_Arbeitsauftrag_
Gib den Textauszug von „Ich komme nach“ bis „seit Tagen kultiviert.“ wieder und setze dabei „Rucksack“ an die Stelle von „Schulranzen“.

_Textauszug_
==*==

Ich komme nach Hause, schmeisse den Schulranzen in die Ecke und rieche diesen eigentümlichen Geruch. Er verrät: Meine Oma ist zu Besuch und hat das Regiment übernommen. Auf dem Herd köchelt meine Lieblingssuppe vor sich hin, weissen Borschtsch nennt Grossmutter das Gericht. Die wichtigste Zutat ist Sauerteig, sie hat ihn bereits seit Tagen kultiviert.
Die Suppe ist eins von vielen Gerichten, die meine Grossmutter aus ihrem Geburtsland Polen in die neue Heimat Franken mitgenommen hat. Fein im Geschmack und doch deftig dank der Einlagen: Kartoffeln und «Stadtwurst».
Flucht und Vertreibung
Eine warme Suppe gehörte in den polnischen Wintern zum Essen dazu, und während wir in unserer Frauenrunde – Mutter, Schwester, Oma und ich – die Suppe löffeln, erzählt meine Oma von Flucht und Vertreibung. Im Kopf entstehen Szenen: wie sie im Wald dem russischen Panzer begegnete und dachte, das sei ihr Ende. Wie sie sich durchschlug, Hunderte Kilometer teils zu Fuss. Und wie sich die Familie nach dem Krieg wiederfand.

==*==

Einträge des Datensatzes
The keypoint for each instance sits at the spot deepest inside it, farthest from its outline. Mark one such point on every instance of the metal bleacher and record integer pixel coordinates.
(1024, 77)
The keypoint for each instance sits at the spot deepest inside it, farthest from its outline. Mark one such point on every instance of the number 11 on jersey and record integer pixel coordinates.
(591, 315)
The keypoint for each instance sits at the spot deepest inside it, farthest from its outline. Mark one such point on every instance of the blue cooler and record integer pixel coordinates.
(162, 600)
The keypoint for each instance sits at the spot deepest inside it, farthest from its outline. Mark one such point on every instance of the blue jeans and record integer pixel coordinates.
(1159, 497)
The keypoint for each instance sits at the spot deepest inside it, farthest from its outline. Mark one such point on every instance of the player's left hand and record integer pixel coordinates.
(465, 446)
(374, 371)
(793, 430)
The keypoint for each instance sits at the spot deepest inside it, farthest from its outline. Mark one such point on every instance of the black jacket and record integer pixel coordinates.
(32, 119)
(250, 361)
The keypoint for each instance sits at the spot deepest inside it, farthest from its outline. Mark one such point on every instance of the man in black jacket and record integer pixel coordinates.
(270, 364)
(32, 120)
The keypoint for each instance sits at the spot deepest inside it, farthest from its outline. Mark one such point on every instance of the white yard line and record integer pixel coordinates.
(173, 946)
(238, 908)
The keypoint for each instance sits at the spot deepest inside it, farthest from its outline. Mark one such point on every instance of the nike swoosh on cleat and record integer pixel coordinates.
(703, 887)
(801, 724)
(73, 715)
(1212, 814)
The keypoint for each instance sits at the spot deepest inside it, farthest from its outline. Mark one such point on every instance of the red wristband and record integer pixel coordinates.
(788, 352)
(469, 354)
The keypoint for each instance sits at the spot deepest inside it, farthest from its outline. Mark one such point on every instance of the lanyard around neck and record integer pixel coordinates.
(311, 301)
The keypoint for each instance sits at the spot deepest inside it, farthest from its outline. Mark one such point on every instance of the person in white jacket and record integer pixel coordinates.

==*==

_Lösung der Aufgabe_
Ich komme nach Hause, schmeisse den Rucksack in die Ecke und rieche diesen eigentümlichen Geruch. Er verrät: Meine Oma ist zu Besuch und hat das Regiment übernommen. Auf dem Herd köchelt meine Lieblingssuppe vor sich hin, weissen Borschtsch nennt Grossmutter das Gericht. Die wichtigste Zutat ist Sauerteig, sie hat ihn bereits seit Tagen kultiviert.